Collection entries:
§ §

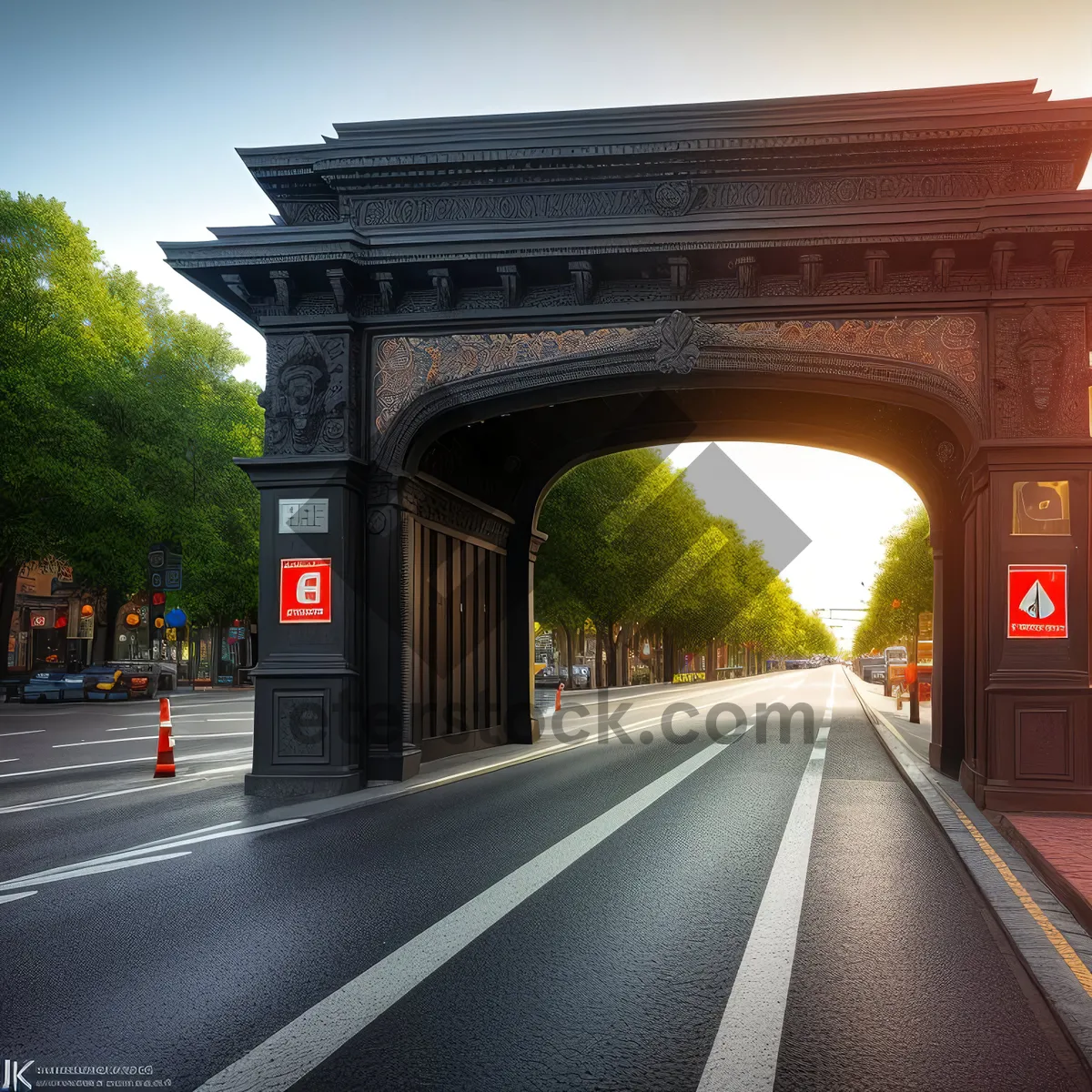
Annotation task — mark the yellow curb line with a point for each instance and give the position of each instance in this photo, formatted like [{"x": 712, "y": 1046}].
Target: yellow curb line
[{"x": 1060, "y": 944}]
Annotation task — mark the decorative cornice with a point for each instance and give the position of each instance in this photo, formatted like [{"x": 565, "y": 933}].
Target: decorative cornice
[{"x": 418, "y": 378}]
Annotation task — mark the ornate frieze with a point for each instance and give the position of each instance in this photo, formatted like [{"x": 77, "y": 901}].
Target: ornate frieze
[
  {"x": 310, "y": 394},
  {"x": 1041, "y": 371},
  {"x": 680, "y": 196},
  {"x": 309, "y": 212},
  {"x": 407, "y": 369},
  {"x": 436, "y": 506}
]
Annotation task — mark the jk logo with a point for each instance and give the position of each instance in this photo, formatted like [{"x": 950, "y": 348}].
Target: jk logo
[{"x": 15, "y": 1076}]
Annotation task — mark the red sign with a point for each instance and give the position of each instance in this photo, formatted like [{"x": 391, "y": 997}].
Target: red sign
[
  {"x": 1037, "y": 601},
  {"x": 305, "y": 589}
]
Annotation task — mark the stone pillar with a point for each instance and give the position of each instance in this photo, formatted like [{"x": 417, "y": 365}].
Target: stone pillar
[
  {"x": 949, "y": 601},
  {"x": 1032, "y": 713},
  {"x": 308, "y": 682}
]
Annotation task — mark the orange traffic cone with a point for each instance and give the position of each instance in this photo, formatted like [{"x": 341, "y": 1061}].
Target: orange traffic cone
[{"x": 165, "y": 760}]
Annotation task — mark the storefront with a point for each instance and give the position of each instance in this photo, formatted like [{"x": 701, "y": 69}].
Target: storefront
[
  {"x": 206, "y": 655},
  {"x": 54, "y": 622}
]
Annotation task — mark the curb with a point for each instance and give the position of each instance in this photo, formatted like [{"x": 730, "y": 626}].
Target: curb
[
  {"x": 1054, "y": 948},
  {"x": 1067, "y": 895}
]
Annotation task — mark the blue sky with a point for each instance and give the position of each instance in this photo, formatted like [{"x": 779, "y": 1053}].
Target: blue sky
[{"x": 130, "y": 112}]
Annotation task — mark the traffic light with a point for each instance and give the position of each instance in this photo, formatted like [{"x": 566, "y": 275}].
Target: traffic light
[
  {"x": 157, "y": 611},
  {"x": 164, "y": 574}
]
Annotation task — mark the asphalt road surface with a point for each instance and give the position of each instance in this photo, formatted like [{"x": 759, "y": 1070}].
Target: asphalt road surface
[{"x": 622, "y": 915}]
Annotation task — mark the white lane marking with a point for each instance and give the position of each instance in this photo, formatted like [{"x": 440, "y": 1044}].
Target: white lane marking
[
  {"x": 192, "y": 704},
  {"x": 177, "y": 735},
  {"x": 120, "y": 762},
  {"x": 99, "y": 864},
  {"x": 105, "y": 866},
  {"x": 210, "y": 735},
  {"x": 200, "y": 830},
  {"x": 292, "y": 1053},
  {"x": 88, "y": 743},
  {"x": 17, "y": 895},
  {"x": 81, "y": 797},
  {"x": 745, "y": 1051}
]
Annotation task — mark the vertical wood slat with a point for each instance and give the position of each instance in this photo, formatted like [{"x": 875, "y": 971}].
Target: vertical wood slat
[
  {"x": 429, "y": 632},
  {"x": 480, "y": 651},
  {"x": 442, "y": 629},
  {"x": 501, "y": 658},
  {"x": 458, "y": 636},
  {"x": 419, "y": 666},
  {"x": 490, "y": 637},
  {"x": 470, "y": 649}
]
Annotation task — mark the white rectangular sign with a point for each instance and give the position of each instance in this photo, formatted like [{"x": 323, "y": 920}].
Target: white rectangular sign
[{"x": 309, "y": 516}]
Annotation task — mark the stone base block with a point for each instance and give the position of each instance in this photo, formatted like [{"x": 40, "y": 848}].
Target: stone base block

§ §

_Problem_
Filter the records above down to the lines that hold the string "block".

_Solution to the exercise_
Annotation task — mark the stone base block with a point for each instance and give the position of each instance in this photo, formatted like [{"x": 40, "y": 848}].
Target: stone base block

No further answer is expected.